• TASK PROMPT
Below are the records; copy exactly the stretch from the line containing "form [(1182, 403)]." through the line containing "form [(92, 366)].", both ends included, and nothing else.

(Records excerpted from a collection)
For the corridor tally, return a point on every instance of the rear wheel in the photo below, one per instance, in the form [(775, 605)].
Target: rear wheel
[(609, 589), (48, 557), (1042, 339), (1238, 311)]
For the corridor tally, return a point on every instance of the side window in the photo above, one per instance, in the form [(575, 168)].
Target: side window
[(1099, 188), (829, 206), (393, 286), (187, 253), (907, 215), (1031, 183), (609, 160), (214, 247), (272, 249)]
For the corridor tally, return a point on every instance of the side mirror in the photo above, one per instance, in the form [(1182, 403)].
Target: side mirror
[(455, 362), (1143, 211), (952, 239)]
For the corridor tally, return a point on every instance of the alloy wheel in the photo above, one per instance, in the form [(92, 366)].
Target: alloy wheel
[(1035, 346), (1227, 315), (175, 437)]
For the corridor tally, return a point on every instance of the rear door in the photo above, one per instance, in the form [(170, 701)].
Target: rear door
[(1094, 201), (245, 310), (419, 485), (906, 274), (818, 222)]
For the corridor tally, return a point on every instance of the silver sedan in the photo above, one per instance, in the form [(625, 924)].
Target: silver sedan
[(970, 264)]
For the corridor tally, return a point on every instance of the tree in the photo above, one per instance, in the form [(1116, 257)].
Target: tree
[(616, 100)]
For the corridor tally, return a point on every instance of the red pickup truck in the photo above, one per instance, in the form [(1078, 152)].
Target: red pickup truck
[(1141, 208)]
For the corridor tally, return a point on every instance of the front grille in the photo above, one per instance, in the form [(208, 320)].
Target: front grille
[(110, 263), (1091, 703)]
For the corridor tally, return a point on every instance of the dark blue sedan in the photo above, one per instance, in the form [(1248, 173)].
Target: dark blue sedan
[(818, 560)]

• RESULT OF THIS TASK
For the corridor tally, return a point on every instance of the side mirror in the photo above, one per instance, in the form [(1182, 403)].
Target: side mirror
[(455, 362), (1143, 211), (952, 239)]
For the corridor tally, return a point on every instance of the alloy wheel in the photo above, one per instance, in the form [(92, 366)].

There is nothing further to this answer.